Required work> Give a verbatim copy of the lines below, minus the pictures.

Records to use>
-- Begin --
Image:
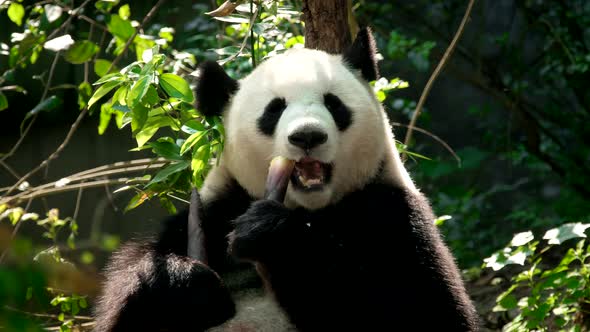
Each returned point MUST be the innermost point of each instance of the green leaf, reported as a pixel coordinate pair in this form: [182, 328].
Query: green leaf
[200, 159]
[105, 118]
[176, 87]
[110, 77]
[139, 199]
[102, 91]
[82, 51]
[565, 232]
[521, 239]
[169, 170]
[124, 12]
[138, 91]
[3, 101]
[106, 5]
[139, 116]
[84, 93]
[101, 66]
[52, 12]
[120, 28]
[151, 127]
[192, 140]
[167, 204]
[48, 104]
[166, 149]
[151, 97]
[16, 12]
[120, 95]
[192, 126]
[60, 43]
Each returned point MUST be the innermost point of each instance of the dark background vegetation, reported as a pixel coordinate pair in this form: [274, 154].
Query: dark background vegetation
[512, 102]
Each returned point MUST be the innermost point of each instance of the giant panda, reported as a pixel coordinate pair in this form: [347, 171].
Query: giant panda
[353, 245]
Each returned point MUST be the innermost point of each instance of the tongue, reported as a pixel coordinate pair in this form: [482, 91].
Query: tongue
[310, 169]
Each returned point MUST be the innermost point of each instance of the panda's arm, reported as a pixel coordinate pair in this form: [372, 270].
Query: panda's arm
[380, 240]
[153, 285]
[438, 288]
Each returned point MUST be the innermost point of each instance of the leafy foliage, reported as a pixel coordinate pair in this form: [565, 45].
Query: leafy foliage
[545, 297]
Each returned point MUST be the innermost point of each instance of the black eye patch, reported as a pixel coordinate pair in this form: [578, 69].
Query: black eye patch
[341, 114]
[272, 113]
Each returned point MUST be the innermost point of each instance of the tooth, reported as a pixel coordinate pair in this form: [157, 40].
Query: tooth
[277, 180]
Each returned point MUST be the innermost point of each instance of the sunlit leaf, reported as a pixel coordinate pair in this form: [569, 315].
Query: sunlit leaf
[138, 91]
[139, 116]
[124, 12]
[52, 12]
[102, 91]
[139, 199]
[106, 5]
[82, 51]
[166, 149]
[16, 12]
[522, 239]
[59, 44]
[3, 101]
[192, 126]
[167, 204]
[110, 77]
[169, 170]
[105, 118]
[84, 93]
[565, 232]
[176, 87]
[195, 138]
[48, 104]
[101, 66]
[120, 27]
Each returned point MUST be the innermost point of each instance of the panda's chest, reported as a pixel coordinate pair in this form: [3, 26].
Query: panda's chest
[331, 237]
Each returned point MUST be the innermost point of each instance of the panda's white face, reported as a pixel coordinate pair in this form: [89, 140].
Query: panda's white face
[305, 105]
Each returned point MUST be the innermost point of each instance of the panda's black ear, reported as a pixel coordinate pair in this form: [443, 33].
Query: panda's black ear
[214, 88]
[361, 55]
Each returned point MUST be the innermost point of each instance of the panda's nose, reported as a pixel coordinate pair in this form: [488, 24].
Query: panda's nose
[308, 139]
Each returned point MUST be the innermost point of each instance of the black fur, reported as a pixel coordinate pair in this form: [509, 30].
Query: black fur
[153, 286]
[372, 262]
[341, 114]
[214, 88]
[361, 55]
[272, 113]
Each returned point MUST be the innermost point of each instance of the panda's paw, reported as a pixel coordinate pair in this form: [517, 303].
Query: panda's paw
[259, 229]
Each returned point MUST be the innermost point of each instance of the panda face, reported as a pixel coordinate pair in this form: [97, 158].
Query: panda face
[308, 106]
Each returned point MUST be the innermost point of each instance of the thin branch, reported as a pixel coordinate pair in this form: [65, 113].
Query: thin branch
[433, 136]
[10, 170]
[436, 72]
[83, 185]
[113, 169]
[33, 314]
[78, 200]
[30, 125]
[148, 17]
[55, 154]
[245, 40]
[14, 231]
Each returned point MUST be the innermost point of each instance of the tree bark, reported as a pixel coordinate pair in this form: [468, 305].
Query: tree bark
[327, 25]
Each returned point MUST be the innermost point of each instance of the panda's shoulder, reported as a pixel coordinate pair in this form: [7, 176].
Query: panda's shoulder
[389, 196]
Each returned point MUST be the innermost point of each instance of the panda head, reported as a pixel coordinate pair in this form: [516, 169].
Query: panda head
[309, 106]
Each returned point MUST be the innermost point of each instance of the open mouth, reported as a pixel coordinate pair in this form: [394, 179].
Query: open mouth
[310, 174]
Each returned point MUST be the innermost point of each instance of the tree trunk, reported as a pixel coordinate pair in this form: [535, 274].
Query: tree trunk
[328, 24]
-- End --
Answer for the task>
Image:
Each returned point MUST be the innermost point of each instance of the green leaf, reported as a pixel coordinate pair in this form: [182, 328].
Query: green leaf
[200, 159]
[105, 118]
[176, 87]
[110, 77]
[139, 199]
[102, 91]
[82, 51]
[565, 232]
[521, 239]
[169, 170]
[124, 12]
[138, 91]
[3, 101]
[106, 5]
[139, 116]
[84, 93]
[101, 66]
[52, 12]
[120, 28]
[151, 127]
[192, 140]
[167, 204]
[48, 104]
[166, 149]
[151, 97]
[16, 12]
[120, 95]
[192, 126]
[60, 43]
Each returned point MUST be the innermost point of each instance of the dark background vegetation, reported as a pixel coordinate pair in this form: [274, 154].
Query: dark background vegetation
[512, 102]
Each returned point MUST be the innermost point of each instance of the giant panda, reported as a pixel coordinate pair in this form: [347, 171].
Query: giant panda
[353, 245]
Each returned point MUST be the innermost point of each instance of the tongue, reported as a pixel coordinate pair in this form: [482, 91].
Query: tongue
[310, 169]
Each returned point MUST be the innermost point of each instance of the panda's arm, reported as a pixel coordinate pair in this form: [372, 270].
Query: panda's arm
[380, 240]
[153, 285]
[438, 288]
Each returned point MUST be the innermost point of each instance of the leafy foliage, reported as a pixel coordinate pair in this form: [565, 45].
Query: leafy foliage
[545, 297]
Each returned point MUST be the innermost point of each instance of the black eye patch, reported as a pixel coordinate pair in this form: [578, 69].
Query: black eye patch
[341, 114]
[272, 113]
Each returned point MUST be the innermost point of each instance of the tooth, reported as a pixel coordinate pair in this form: [157, 40].
Query: tooth
[277, 180]
Each returned point MUST be the innermost point of each instance of the sunlit leaf, reported as a pixel coordinate pair in this form: [569, 315].
Query: sunlit leaf
[138, 91]
[139, 116]
[124, 12]
[52, 12]
[102, 91]
[139, 199]
[106, 5]
[82, 51]
[166, 149]
[16, 12]
[522, 239]
[59, 44]
[3, 101]
[192, 126]
[167, 204]
[110, 77]
[169, 170]
[105, 118]
[84, 93]
[565, 232]
[176, 87]
[195, 138]
[48, 104]
[101, 66]
[120, 27]
Each returned point MUST be the innermost point of each instance of the panda's chest, reported as a pixel coordinate pair in this form: [3, 26].
Query: panda's chest
[331, 237]
Each returned point MUST be the innermost point of each instance of the panda's white face, reported as a pixel coordinate pair in this form: [89, 140].
Query: panda's white face
[305, 105]
Each returned point MUST be the innermost point of each instance of the panda's black ear, reported as a pixel coordinate pair in this form: [443, 33].
Query: panda's black ear
[214, 88]
[361, 55]
Each returned point MUST be the innermost point of each instance of the panda's nose, reported as a pixel coordinate pair in this form: [488, 24].
Query: panda's nose
[308, 139]
Each returned point MUST be the innermost point of each instance of the black fur, reported as a pixel coordinate pair in this form: [509, 30].
Query: black fur
[153, 286]
[372, 262]
[341, 114]
[214, 88]
[361, 55]
[272, 113]
Each returned point MUST be the innermost point of each instance of the panda's paw, reported as a pixel coordinate pair in this form: [517, 303].
Query: panda's paw
[259, 229]
Each returned point MUST be the innermost point of each instance of the panda face, reported as a pixel coordinate pair in this form: [97, 158].
Query: panda face
[308, 106]
Each returned point MUST be the innermost point of each instance of the thin branch, reported as a pixel coordinate pair in this form: [65, 113].
Query: thin branch
[433, 136]
[10, 170]
[436, 72]
[83, 185]
[113, 169]
[33, 314]
[78, 200]
[30, 125]
[148, 17]
[55, 154]
[245, 40]
[14, 231]
Each returned point MUST be the innermost point of each instance of the tree bark, reported as a pixel coordinate pair in this form: [468, 305].
Query: tree bark
[327, 25]
Each returned point MUST be the innermost point of each instance of the panda's shoulder, reported as a pixel coordinate pair in this form: [7, 176].
Query: panda's shoulder
[389, 196]
Each returned point MUST be the innermost point of each instance of the panda head, reported as a pixel coordinate pair in this form: [516, 169].
Query: panda head
[309, 106]
Each returned point MUST be the innermost point of each instance of the open mouth, reported as a pixel coordinate pair in this form: [394, 179].
Query: open mouth
[310, 174]
Each returned point MUST be the innermost point of each instance of the tree trunk, reported as a pixel coordinate pair in this form: [535, 274].
Query: tree trunk
[328, 24]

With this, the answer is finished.